━━ SELECTED TEXT

Protein is one of the most essential nutrients required by our body. For non-vegetarians meeting the daily protein requirement is a cakewalk, but for vegetarians, it is a tough task. Vegetarians are protein-deficient as they struggle with finding food items that are protein-rich. Most people know about protein-dense food items like paneer, tofu, lentils, beans etc, very few people are aware of Tempeh. Here is how Tempeh will benefit your body and how to use it in recipes.
Tempeh is basically made using soybean, which is packed with protein. It is a type of fermented soybean-based food product, whose roots of origin can be found in Indonesia. In a nutshell, soybeans are first cooked and then fermented with a specific type of mold called Rhizopus Oligosporus, which binds the soybeans together to form a cake-like slab that can be further sliced, diced or crumbled.
Vegetarians can easily accommodate Tempeh in their daily diet, as it offers 19 grams of protein, per 100 grams of Tempeh. Apart from protein, Tempeh is also a good source of dietary fiber that promotes digestive health. It also contains some essential minerals required by our body like iron, calcium, phosphorus and potassium. It is low in carbs and calories, which makes it the perfect pick. 100 grams of Tempeh contains just 193 calories. As far as the flavour is concerned, Tempeh has a very earthy and nutty flavour. It has a tofu-like chewy texture as well.

━━━━
━━ MATERIAL PROVIDED

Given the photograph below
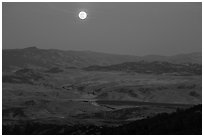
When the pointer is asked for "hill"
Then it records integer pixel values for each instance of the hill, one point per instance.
(13, 59)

━━━━

- _REQUIREMENT 1_: List the minerals that the tempeh article says tempeh contains.
- _REQUIREMENT 2_: Please carry on the tempeh article, picking up right after its final sentence.

- _ANSWER SPACE 1_: Iron, calcium, phosphorus, potassium

- _ANSWER SPACE 2_:
3.Cooking with Tempeh:-
Tempeh is a very versatile ingredient and will easily fit into your diet and lifestyle. It can be used to make stir-fries, salads, sandwiches, soups, stews, curries, pasta and can even be used as a meat substitute in spaghetti and tacos. Here is an easy yet delicious Tempeh recipe that you must try.
4.Chilli Tempeh recipe:-
- 200 grams Tempeh,
- 1 onion,
- 1 capsicum,
- 4 garlic cloves,
- 1 inch ginger,
- 1 green chilli,
- 1 tbsp dark soya sauce,
- 1 tbsp light soya sauce,
- 2 tbsp ketchup,
- 1 tbsp green chilli sauce,
- 1 tbsp cornstarch,
- 2 tbsp spring onions,
- 1 tbsp ginger garlic paste,
- ¼ tbsp red chilli powder,
- 1 tbsp lemon juice and
- salt as per taste.
- In a bowl, add chopped Tempeh cubes
- .Add ginger garlic paste, red chilli powder, lemon juice and salt.
- Mix and let the pieces marinate for 10-15 minutes.
- Heat 3-4 tbsp oil in a pan.
- Add the marinated Tempeh and shallow fry until crispy from all sides.
- Now heat 2 tbsp oil in a wok.
- Add minced garlic and ginger along with sliced green chilli.
- Saute for a few seconds.
- Add cubed onions and capsicum.
- Toss on high heat for a minute.
- In a bowl, mix dark soya sauce, light soya sauce, ketchup and green chilli sauce.
- Add ¾ cup of water and mix to make a sauce mixture.
- Add this sauce mixture to the wok along with 1 tbsp cornstarch diluted in 4 tablespoons of water.
- Mix well and add salt as per taste.
- Now add the fried Tempeh cubes to the wok and give a mix.
- Cook for a few minutes, till the sauce thickens.
- Garnish with chopped spring onions and serve hot.